Objectives>
(a) In the year-in-review list, which trip was the runner-up for best vacation?
(b) Continue the year-in-review list from its last line onward.

Text provided>
4. WORK HIGHLIGHT - Weeks spent on Koh Tarutao: riding the dumptruck, setting up tents in the rain, cleaning up the garbage, getting my toenail torn off, facing the ghosts of island elders.  OK, I led the team too … but note how I’m the one being supervised by the host in this shot as I fluff up wet sand for a challenge … haha!

5. FAVORITE LAUNCHES – Groundbreaking specials Signos and Kalam.  The new teen’s show Ka-Blog! because it was consistently innovative.   The short-lived giant-sized Big Show because it made me laugh.  Survivor Philippines because it was world-class!

6.  BEST VACATION - India with Mom.  Most importantly because I got to know a side of her I’d never seen before, but also because seeing the Taj Mahal up close for the first time almost made my heart stop.  Yes, it was that gorgeous.  Runner up:  Boracay with Caravan Girl.  Because it’s an honor to have a brilliant sister who is also one of your bestest best friends in all the world.  And because Boracay’s white beach is one of my alltime most fun places to hang out.

7.  BEST SOLO ADVENTURE – Riding motorcycles in Cambodia. Whew!

Provided records>
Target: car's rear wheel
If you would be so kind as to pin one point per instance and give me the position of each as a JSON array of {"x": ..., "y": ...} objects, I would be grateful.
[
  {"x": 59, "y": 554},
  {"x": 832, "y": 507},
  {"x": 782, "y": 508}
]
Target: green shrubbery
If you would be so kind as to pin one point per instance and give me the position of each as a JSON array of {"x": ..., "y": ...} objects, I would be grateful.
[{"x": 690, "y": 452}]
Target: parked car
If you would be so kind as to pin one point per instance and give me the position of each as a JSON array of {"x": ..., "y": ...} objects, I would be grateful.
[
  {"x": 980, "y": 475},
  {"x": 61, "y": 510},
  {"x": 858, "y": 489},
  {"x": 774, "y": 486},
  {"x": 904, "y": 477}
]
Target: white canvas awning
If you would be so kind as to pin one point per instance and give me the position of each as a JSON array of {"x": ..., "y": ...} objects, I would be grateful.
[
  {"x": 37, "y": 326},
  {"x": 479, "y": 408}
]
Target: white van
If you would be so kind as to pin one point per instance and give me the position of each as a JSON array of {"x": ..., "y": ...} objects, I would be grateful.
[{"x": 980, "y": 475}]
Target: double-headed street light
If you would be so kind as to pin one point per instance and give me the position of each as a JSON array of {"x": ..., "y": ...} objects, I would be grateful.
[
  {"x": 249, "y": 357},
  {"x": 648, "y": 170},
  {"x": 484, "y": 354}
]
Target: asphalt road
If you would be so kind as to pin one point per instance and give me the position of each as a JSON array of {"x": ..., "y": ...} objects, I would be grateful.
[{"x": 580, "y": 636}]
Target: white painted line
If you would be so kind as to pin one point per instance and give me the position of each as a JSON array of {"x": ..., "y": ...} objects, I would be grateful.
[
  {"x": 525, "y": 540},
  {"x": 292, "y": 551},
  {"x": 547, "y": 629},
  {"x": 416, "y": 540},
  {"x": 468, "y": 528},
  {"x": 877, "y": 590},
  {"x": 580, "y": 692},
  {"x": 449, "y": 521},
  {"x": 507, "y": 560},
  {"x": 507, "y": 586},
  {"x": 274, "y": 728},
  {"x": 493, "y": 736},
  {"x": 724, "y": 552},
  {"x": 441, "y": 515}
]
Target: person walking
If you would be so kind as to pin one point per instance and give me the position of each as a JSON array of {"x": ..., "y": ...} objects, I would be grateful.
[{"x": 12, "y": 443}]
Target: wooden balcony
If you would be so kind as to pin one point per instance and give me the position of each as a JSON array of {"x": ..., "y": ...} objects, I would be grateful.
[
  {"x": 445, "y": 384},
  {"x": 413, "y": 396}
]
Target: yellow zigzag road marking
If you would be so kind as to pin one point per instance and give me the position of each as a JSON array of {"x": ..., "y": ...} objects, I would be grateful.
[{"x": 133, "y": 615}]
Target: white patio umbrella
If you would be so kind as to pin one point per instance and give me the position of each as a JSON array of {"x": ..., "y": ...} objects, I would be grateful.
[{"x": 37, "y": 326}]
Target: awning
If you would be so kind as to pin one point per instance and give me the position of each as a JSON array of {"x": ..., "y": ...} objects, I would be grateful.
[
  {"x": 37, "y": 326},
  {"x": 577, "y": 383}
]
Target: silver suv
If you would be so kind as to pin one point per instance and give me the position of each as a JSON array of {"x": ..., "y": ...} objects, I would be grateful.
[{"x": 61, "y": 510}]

The results>
(a) Boracay with Caravan Girl.

(b)
8.  SCARIEST THING I DID – Organize a baby shower for BFF Gilds.  Runner up: Give a lecture on editing to documentarists from the Mekong region.  I hate public speaking.  But it’s one of those things you just gotta learn …

tequila-shot

9.  MOST MEMORABLE EVENT – Survivor’s Launch Party, because even if I want to forget it, I still can’t.  Haha. 

 10.  OUTFIT OF THE YEAR - The short blue dress.  Originally intended to break hearts, except that mine was the only one - slightly – broken the night I wore it (see above).  Loser!

11.  ACCESSORY OF THE YEAR – Blue Sneakers.  Obviously.

12.  TAMBAYAN OF THE YEAR — Trinoma!  My third home after my condo and the network building. 

13. KAPIHAN OF THE YEAR – A toss-up between Coffee Bean in Trinoma and Coffee Bean in Tomas Morato for having seen more moments in my life this year than one can possibly imagine.  Extra points for making banana caramel cake which I was addicted to mid-year and then launching cream cheese slathered carrot walnut cake – my current addiction. 

lemon-tart

lamb-chops

14. BEST MEAL IN 2008 – CYMA’s amazing lamb chops at D’Mall in Boracay (which none of their branches in Manila cook as well)  followed by coffee and a lemon tart at Lemon Cafe, also in D’Mall. Runner up: all the Indian food mom and I ate on our trip.  There wasn’t one meal there that we didn’t love!   

15.  MOVIE OF THE YEAR -  On the big screen … Sweeney Todd, which I watched alone — twice! — because my dark side will always love films where the heroes first sing and then end up in a pool of blood.  Runner up:  Getting Home, which I saw at a Chinese filmfest … the ultimate funny-sad road film.  This dirt broke guy carries, rolls, pushes the dead body of his good friend across China to fulfill a promise.  On DVD … the sweet My Blueberry Nights because I’m a sucker for non-trad love stories.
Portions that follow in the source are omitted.